(DATA LISTING begins)

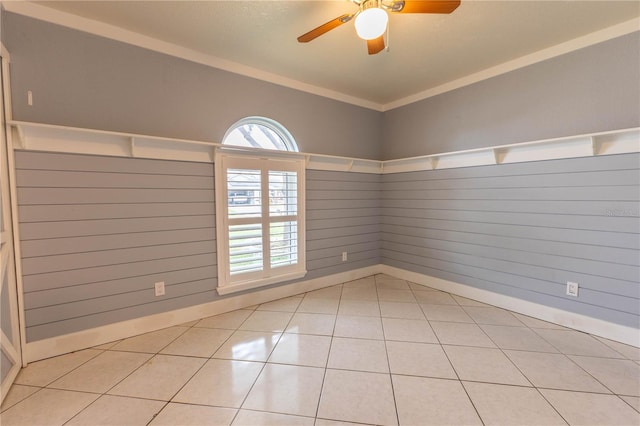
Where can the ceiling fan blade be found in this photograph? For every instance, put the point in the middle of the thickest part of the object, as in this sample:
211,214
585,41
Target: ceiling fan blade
326,27
376,45
425,6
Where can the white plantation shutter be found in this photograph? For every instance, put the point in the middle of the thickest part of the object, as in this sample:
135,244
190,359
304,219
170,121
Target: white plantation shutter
260,220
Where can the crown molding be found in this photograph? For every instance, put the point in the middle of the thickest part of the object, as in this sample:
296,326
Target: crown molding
113,32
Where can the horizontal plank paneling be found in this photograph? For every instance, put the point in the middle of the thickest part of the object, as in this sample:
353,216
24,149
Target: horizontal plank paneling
578,207
553,301
524,230
122,256
98,319
520,264
342,216
65,179
34,160
57,213
579,193
98,232
94,243
43,230
578,236
27,196
83,308
553,247
619,225
58,296
578,179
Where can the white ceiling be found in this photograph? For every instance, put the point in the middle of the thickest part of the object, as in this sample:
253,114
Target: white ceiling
425,51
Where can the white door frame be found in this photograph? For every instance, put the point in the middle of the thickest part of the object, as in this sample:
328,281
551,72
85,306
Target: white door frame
9,247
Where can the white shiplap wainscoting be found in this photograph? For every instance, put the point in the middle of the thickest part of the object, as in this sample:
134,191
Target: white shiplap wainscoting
45,137
32,137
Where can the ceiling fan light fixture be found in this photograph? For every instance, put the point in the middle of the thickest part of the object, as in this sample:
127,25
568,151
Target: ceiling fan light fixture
371,23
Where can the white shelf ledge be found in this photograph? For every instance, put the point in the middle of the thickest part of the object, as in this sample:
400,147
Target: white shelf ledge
44,137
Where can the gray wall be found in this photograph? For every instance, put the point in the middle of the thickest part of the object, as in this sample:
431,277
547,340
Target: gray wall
82,80
98,232
524,230
594,89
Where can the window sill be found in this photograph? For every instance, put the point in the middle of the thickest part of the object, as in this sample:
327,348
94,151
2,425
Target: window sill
248,285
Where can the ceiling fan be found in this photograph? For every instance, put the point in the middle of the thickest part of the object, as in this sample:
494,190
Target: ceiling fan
372,18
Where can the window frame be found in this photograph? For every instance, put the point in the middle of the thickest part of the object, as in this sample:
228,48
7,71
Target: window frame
265,161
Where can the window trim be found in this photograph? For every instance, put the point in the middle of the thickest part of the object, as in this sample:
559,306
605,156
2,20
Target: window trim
273,125
222,159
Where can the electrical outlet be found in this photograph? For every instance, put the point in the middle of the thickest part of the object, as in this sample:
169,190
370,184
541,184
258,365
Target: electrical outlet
572,289
159,288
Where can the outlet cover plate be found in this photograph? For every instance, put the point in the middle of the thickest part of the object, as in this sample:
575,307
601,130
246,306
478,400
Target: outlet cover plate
572,289
159,288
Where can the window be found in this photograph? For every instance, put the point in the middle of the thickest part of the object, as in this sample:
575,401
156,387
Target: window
260,209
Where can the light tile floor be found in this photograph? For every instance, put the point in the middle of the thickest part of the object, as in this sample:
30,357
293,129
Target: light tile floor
378,350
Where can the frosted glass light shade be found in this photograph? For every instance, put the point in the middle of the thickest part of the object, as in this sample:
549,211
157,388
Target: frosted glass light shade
371,23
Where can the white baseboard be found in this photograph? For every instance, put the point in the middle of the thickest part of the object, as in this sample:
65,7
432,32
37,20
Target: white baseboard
608,330
59,345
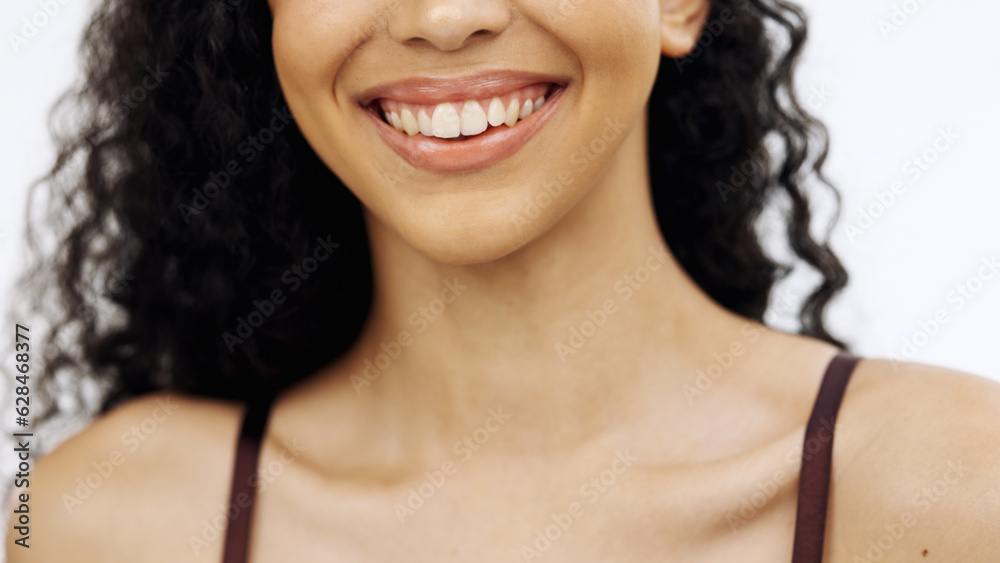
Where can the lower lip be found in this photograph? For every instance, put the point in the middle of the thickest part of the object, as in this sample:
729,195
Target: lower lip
482,151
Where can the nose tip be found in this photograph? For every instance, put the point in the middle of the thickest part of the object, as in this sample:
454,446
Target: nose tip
448,25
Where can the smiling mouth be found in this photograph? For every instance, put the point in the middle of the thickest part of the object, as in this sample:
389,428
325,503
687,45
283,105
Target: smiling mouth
461,124
464,119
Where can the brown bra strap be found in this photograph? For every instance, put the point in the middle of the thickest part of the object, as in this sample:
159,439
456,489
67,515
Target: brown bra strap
242,493
817,457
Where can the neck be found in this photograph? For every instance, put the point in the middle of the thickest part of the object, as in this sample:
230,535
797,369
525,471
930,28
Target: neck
584,323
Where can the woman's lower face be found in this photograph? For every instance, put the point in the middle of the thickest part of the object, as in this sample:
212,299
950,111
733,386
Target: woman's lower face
452,119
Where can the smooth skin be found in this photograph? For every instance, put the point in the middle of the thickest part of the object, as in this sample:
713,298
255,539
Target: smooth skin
916,451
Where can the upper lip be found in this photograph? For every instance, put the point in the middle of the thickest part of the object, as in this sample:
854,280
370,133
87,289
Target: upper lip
432,90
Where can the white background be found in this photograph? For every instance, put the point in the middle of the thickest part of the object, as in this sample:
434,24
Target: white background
885,95
884,98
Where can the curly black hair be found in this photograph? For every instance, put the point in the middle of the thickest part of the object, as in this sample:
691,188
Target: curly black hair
185,195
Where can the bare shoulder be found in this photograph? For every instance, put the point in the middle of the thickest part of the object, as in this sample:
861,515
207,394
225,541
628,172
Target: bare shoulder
916,466
134,485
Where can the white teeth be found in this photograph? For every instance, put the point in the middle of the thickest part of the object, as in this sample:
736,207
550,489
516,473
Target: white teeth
424,122
395,121
409,123
451,120
473,119
446,123
527,109
513,112
497,114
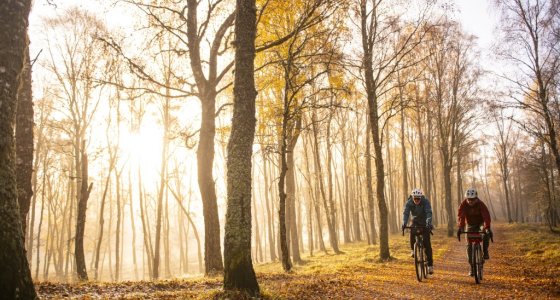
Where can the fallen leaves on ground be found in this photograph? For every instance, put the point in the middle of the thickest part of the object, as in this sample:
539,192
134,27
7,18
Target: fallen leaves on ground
524,264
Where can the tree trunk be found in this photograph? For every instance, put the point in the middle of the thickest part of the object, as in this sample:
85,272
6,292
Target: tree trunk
284,252
369,185
24,141
447,188
459,181
133,227
328,203
205,158
272,245
81,217
291,199
15,276
238,272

(DATA LISTING ends)

#### WORK ITEM
Without including any picture, write out the material above exactly.

#### PROBLEM SOLUTION
Where can the ceiling fan blade be found in this photograph? For every instance, put the point in the middle of the thickest part of the object, as in this sample:
211,214
585,41
Target: ceiling fan blade
326,27
376,45
425,6
Where can the white plantation shutter be found in this photograph? For every instance, put the point in the middle of the thickest part of the object, as in this sample:
135,244
190,359
304,219
170,121
Target: white plantation shutter
260,220
Where can the crown molding be found in this photograph? For every instance, put the point in the middle of the thickest part of the object, as in this sample:
296,326
Target: crown molding
113,32
Where can the horizontal plank paneling be found in this photograph? For every instance, put the point in the middle of the thickest part of the object, as in this sample:
353,216
24,149
Target: horizontal plank paneling
578,207
553,301
524,230
122,256
98,319
520,264
342,216
65,179
34,160
57,213
579,193
98,232
94,243
43,230
578,236
27,196
83,308
553,247
619,225
58,296
578,179
Where can the white ceiling be found in this photograph? For every instance, put the point in the middle of the thickest part of the object, as in this sample:
253,114
Target: white ceiling
425,51
Where can the white door frame be found in this photograph? For every instance, put the point in the middle of the thickest part of the object, as in this sample:
328,281
551,72
85,306
Target: white door frame
9,247
Where can the white shiplap wainscoting be found in this photograph? For every instance, put the point in the middle of the thickest part of the object, as in this sample:
134,191
Target: white shiplap wainscoting
45,137
32,137
Where can the ceiling fan light fixture be found in this photograph? For every instance, put the point in the middle of the thickest part of the object, as in this sample:
127,25
568,151
Target: ceiling fan light fixture
371,23
Where can the white shelf ledge be found in this photograph? For every instance, put the point in the middle of the thickest part of the object, as in this sample:
400,147
Target: white shelf ledge
44,137
Where can the gray wall be found in this photograph? For every instance, put the point in the middle of the thickest part of the object, as in this sample:
431,277
547,340
Target: gray wall
82,80
98,232
524,230
594,89
Where can the window sill be found in this photograph? For every instance, put the point in the middle of the thickest part of the object, as in this sample:
327,348
94,151
2,425
Target: window sill
248,285
Where can the ceiling fan be found in this photograph? For every instance, put the point in the middle of the thickest part of the object, as in this sample:
494,190
Target: ceiling fan
372,18
Where can the window frame be found in this photograph? For every instance, put the point in the middle of the thickest part of the object, as in this sample:
228,48
7,71
Target: window frame
265,161
Where can the window trim be found in this photograph? For every instance, put the point in the middle of the thickest part of the object, as in this sample:
559,306
605,156
2,20
Target: window trim
273,125
222,159
Where can the electrical outlet be found in this photograph? For every instance, put the point in the middle of the thickest part of the object, as in this sample:
169,190
370,184
541,184
258,365
Target: electrical outlet
572,289
159,288
Where can the outlet cover plate be found in this photograph? For every instance, put the point in the middle of the thickest part of the object, as in this sample:
575,307
601,130
246,306
478,400
Target: outlet cover plate
572,289
159,288
Where can the window be found in this photograph? For every instance, put the point in the middle of the thickest part of the object, as in this sample:
575,401
156,387
Target: window
260,209
Where can the light tile floor be found in this photograph? For every instance, put the point in the middle of the thickest part of the object, as in this sample:
30,357
293,129
Target: light tile floor
378,350
Where can the frosted glass light shade be found in this photograph? For every instance, put the point in the middle of the thickest part of the object, as in this sample:
549,211
157,388
Target: frosted glass light shade
371,23
Where can the white baseboard be found in this photograph? For every instance, put the point in the middle of the thickest part of the object, as in this sample:
65,7
432,32
37,20
Target: white baseboard
608,330
59,345
Where can the lower lip be found in this photograph? For every instance, put the point in the middle of the thickest part of the object, as in this sample:
729,195
Target: lower lip
482,151
Where can the nose tip be found in this photograph? For every instance, put the point in the middle of the thickest part of the object, as in this sample:
454,446
Target: nose tip
448,25
Where can the smiling mouth be found in this photograph? For every instance, put the point in the middle of the thickest part of the object, as in this sample:
389,428
325,503
687,45
283,105
Target: smiling mouth
461,124
464,119
Where can the brown bra strap be found in this photograph? For every instance, put the point in the middle of the thickest part of the object, as in this sample:
159,439
456,489
67,515
Target: brown bra strap
242,493
817,457
Where can the neck be found in this photograph? For every instance, put the point in the middle of the thickest part of the object, as in this sample:
230,535
797,369
525,471
930,28
Target: neck
584,323
Where can the woman's lower face be found in this photograph? For every instance, put the point in the middle of the thickest part of the object, as in this sample:
212,299
950,111
733,386
Target: woman's lower face
452,119
Where can the smooth skin be found in this photograph? For every instance, put the point in the middle of the thickest part of the object, as in this sample:
713,298
255,539
Target: smooth skin
916,451
Where can the upper lip be found in this photograph? For every instance, put the point in the middle of the thickest part of the object, as in this sample:
854,280
370,133
87,289
Target: upper lip
432,90
Where can the white background be found in this photograph? For every instance, put the point in the middle of the thickest part of the object, as in this sample:
434,24
Target: white background
885,95
884,98
Where can the curly black hair be found in this photograph? For every instance, put the point in the middle of the thickest part of the object, as in this sample:
691,188
Target: curly black hair
185,195
Where can the bare shoulder be found in this photograph? For every instance, put the point in the middle of the thickest part of the object, as in this sample:
861,515
207,394
225,541
628,172
Target: bare shoulder
916,466
134,485
Where can the white teeth be found in this photograph? For every instance, put the point in the middle of the thickest part of the object, as in this sample:
736,207
550,489
516,473
Target: white teeth
424,122
395,121
409,123
451,120
473,119
446,123
527,109
513,112
497,114
Where can the fallen leaves on ground be found in this photograph? For every instance, put the point in the middle of the thickest part of the object, as in this sample:
539,192
134,27
7,18
Target: fallen leaves on ground
524,264
Where can the tree trunk be found in this photograph? For every instance, put the point in the middle of the thickest part of the object, as in this sample:
85,272
6,292
Target: tree trunk
284,252
369,185
24,141
447,188
459,181
133,227
328,203
205,158
272,245
81,217
291,199
15,276
238,272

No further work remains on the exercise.